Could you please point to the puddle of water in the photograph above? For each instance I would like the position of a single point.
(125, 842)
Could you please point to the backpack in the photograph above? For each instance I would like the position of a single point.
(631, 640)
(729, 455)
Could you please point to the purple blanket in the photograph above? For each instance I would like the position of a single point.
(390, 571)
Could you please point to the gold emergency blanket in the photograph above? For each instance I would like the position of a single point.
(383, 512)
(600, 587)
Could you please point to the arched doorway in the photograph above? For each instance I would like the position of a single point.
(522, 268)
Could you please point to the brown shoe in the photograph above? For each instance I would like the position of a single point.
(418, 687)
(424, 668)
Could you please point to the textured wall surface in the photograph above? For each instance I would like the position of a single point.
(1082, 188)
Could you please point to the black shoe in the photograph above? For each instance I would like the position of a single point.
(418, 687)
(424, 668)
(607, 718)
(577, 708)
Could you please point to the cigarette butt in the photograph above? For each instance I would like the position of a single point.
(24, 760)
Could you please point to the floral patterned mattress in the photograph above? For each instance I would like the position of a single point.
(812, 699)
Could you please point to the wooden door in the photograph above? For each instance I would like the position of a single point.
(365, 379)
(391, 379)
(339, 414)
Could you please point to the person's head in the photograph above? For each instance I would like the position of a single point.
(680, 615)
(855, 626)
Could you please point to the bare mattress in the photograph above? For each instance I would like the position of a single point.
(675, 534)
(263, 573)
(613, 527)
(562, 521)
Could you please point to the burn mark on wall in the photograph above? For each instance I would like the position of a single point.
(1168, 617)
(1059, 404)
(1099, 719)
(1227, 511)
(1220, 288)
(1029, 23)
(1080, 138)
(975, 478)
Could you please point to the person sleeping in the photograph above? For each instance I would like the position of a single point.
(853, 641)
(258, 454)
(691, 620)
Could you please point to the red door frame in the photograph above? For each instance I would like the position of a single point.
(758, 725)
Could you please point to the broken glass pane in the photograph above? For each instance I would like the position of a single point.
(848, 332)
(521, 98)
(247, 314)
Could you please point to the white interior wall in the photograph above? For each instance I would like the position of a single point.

■ ■ ■

- Problem requirements -
Starting at the line that contains "Could you please point to the broken" and ending at the end of the records, write every line out again, requests included. Multiply each point coordinate in the answers by 1.15 and round to whole numbers, with halves going up.

- Answer to this problem -
Could you please point to the broken glass pane in the photograph above? For each instance I would like the position of a single point.
(975, 382)
(599, 113)
(284, 361)
Could you please point to the white interior wall in the photograph above? For each instance I would like the position of a single point.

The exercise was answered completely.